**Tâche courte A**: Transcrivez le passage du texte sur Plogoff qui commence par "Transcription" et se poursuit jusqu'à "obstinés des Bretons.".

**Texte à lire**:
★ ★ ★ ★
Durant l'hiver 1980/1981, ils sont environ 2000 à tenir tête aux forces de l'ordre, dont la présence les exaspère et cela tous les jours pendant près d'un mois et demi. La population locale souhaite rester maîtresse de son espace de vie, et préserver celui ci. Des comités de soutien qui ont un fort impact sur la population se créent un peu partout dans la région. Un couple de réalisateurs, Nicole et Félix Le Garrec, décide de filmer les évènements. Un documentaire long métrage s'intitulant Plogoff, des pierres contre des fusils en résultera. L'élection à la présidence de la République de François Mitterrand et l'arrivée au pouvoir d'un gouvernement socialiste mettront fin au projet, sans compter que l'EDF révisera en baisse ses prévisions en matière de production d'électricité utilisant l'énergie nucléaire.

Fabien Lostec

Transcription

(Silence)
François Debré
C'est près de la Pointe du Raz, à l'extrémité du Finistère, que l'EDF veut installer une centrale nucléaire de 1300 mégawatts. Le projet, connu depuis 4 ans, fait contre lui la quasi-unanimité des habitants de la région. Une région habitée depuis des siècles par les plus acharnés des pêcheurs, les plus courageux des marins, les plus obstinés des Bretons.
(Silence)
François Debré
L'atome à Plogoff, une cathédrale de béton sur cette côte battue par les vents et les tempêtes, qui portent des noms évocateurs : la baie des trépassés, Fentenaud la pointe du diable, le bouleversement du pays, les ingénieurs et les ouvriers étrangers, la pollution, les nuisances, les lignes à haute tension. Pour l'EDF, le site est idéal, massif granitique solide, masse d'eau perpétuellement renouvelée par les courants, terrains incultes mais les habitants ne veulent rien entendre.
(Silence)
François Debré
Depuis 3 semaines, Plogoff est entré en dissidence contre le pouvoir central, contre le préfet, contre les technocrates parisiens, contre les CRS qui quadrillent le pays. Plogoff est en révolution, les esprits s'échauffent, 14 blessés la semaine dernière, des bagarres presque tous les jours.
★ ★ ★ ★
**Tâche courte B**: Relevez chaque ligne des enregistrements contenant le mot "sheep".
★ ★ ★ ★
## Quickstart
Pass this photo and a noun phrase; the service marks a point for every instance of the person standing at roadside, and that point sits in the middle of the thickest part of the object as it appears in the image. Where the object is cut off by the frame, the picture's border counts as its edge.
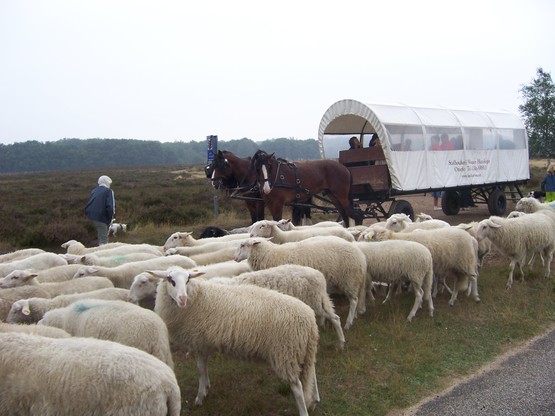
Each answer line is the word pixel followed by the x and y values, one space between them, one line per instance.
pixel 101 208
pixel 548 184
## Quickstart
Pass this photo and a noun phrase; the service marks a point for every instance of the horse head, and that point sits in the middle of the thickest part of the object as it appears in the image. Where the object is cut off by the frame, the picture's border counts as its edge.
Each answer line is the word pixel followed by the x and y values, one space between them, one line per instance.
pixel 220 172
pixel 263 163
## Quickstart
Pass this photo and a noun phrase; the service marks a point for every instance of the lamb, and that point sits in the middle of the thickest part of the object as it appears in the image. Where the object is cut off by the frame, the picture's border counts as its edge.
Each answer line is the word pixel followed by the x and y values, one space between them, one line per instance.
pixel 304 283
pixel 19 254
pixel 114 320
pixel 185 239
pixel 390 261
pixel 516 237
pixel 35 262
pixel 268 229
pixel 343 265
pixel 43 331
pixel 96 378
pixel 49 290
pixel 112 261
pixel 122 276
pixel 403 223
pixel 31 310
pixel 245 322
pixel 143 288
pixel 454 252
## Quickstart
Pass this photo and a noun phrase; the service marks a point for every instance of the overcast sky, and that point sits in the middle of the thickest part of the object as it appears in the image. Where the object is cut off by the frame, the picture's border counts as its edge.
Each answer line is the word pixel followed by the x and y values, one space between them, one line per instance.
pixel 174 70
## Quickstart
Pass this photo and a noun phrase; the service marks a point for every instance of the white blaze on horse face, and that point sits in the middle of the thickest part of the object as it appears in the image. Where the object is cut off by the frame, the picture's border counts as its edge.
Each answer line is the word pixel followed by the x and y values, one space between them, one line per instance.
pixel 266 188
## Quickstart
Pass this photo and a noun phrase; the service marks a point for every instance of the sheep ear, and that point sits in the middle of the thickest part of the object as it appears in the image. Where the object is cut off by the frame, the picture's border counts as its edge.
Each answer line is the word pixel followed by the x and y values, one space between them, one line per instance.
pixel 158 274
pixel 26 310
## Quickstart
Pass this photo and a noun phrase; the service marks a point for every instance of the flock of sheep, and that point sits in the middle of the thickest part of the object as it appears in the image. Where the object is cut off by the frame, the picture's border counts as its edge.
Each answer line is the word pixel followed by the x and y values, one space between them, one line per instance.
pixel 92 331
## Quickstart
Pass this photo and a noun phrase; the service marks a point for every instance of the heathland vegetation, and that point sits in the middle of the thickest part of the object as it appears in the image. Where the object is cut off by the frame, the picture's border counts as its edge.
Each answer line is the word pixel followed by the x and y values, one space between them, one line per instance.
pixel 387 363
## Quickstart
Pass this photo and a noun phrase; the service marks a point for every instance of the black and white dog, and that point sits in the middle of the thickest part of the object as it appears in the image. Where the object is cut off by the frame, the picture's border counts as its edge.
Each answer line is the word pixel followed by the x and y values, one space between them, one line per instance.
pixel 115 227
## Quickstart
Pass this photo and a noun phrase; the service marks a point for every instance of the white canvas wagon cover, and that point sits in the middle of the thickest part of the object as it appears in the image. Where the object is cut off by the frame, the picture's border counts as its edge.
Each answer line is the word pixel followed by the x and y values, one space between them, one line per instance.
pixel 432 147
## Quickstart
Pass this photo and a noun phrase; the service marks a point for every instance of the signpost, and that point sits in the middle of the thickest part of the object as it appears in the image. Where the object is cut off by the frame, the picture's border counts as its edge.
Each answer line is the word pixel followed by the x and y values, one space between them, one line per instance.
pixel 211 149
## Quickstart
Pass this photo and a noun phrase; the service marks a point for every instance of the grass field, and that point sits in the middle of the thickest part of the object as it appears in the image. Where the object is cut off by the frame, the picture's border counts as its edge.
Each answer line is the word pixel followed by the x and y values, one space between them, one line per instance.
pixel 387 363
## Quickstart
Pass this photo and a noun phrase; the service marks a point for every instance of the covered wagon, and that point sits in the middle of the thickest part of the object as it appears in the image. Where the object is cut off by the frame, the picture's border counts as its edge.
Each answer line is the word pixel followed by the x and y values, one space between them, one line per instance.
pixel 424 149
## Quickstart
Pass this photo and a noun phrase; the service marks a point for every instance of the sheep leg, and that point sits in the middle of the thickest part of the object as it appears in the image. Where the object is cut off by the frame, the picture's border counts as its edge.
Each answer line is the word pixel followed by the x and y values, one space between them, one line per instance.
pixel 549 257
pixel 511 272
pixel 297 389
pixel 336 322
pixel 418 294
pixel 204 381
pixel 353 301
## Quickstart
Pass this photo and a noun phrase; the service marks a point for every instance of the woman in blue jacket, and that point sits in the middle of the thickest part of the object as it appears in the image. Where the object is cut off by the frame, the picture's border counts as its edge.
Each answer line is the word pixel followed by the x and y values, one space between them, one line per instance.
pixel 101 208
pixel 548 184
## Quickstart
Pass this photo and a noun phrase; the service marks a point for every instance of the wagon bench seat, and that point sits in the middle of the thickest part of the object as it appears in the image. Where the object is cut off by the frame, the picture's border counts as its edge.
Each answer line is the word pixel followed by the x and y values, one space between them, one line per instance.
pixel 368 168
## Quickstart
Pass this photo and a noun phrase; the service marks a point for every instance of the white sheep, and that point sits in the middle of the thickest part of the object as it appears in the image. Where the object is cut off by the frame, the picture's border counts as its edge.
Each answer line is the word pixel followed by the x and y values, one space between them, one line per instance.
pixel 83 376
pixel 29 277
pixel 302 282
pixel 341 262
pixel 217 256
pixel 122 276
pixel 114 320
pixel 35 262
pixel 399 260
pixel 33 329
pixel 287 225
pixel 76 247
pixel 244 322
pixel 143 288
pixel 516 237
pixel 403 223
pixel 93 259
pixel 484 245
pixel 185 239
pixel 530 205
pixel 31 310
pixel 19 254
pixel 203 248
pixel 454 253
pixel 49 290
pixel 269 229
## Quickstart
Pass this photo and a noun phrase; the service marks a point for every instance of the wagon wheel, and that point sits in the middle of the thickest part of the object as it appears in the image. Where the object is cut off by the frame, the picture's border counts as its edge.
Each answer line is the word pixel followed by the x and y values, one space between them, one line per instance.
pixel 401 207
pixel 497 202
pixel 451 202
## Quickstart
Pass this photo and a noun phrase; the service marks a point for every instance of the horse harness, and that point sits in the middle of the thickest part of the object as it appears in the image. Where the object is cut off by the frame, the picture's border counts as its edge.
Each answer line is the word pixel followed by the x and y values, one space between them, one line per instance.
pixel 283 184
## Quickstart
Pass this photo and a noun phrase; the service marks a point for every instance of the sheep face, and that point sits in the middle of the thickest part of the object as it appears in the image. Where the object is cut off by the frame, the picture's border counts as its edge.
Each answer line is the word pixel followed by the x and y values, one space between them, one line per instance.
pixel 485 229
pixel 85 271
pixel 178 239
pixel 16 278
pixel 261 229
pixel 176 283
pixel 244 250
pixel 143 286
pixel 20 312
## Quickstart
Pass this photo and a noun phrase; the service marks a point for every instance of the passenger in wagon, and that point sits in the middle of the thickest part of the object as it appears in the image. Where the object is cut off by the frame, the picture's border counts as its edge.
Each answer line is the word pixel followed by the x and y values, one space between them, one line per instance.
pixel 354 143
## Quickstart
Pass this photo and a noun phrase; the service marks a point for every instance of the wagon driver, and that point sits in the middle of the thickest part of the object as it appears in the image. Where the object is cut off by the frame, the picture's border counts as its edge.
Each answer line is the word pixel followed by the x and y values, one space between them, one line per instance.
pixel 101 208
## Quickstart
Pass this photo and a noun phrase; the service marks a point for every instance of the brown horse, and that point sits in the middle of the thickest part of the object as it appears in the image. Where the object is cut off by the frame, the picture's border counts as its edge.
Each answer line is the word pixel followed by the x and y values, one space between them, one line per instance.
pixel 286 183
pixel 231 172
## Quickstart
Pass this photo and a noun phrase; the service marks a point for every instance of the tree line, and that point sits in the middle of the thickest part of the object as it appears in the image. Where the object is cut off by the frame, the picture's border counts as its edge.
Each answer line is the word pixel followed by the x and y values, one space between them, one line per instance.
pixel 69 154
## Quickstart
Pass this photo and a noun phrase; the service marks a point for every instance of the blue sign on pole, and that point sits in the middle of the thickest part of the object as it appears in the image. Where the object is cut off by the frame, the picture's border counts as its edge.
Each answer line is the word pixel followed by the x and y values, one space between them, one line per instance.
pixel 212 147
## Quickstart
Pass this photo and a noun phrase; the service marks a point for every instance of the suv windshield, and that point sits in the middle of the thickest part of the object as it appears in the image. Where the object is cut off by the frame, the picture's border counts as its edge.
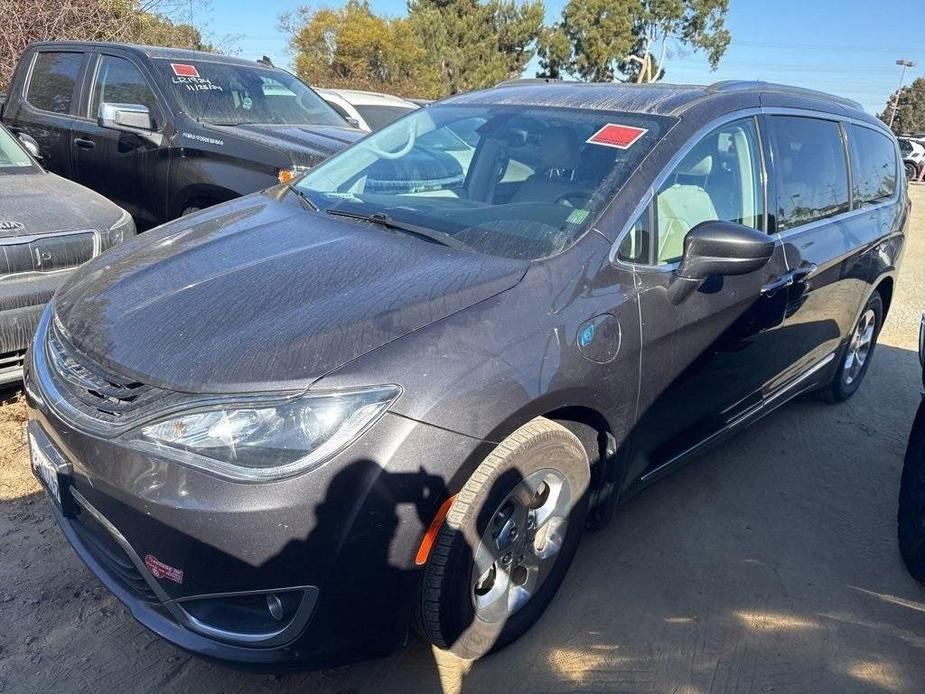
★ ★ ★ ★
**Réponse finale A**:
Transcription

(Silence)
François Debré
C'est près de la Pointe du Raz, à l'extrémité du Finistère, que l'EDF veut installer une centrale nucléaire de 1300 mégawatts. Le projet, connu depuis 4 ans, fait contre lui la quasi-unanimité des habitants de la région. Une région habitée depuis des siècles par les plus acharnés des pêcheurs, les plus courageux des marins, les plus obstinés des Bretons.

**Réponse finale B**:
Pass this photo and a noun phrase; the service marks a point for every instance of the sheep ear, and that point sits in the middle of the thickest part of the object as it appears in the image. Where the object is cut off by the frame, the picture's border counts as its edge.
Pass this photo and a noun phrase; the service marks a point for every instance of the flock of sheep, and that point sits in the middle of the thickest part of the object as it appears in the image. Where the object is cut off by the frame, the picture's border counts as its edge.
Pass this photo and a noun phrase; the service marks a point for every instance of the sheep leg, and that point sits in the middle of the thickest part of the object as it appears in the image. Where the object is cut off by the frame, the picture's border counts as its edge.
Pass this photo and a noun phrase; the service marks a point for every instance of the white sheep, and that point sits in the middle of the thickest part of the object as it appears in the image. Where the object is cut off by the frame, the picture's border counts as its edge.
Pass this photo and a noun phrase; the service marks a point for every instance of the sheep face, and that point sits in the middle of the thickest part of the object as it appears in the image. Where the object is cut off by the frame, the picture's border counts as its edge.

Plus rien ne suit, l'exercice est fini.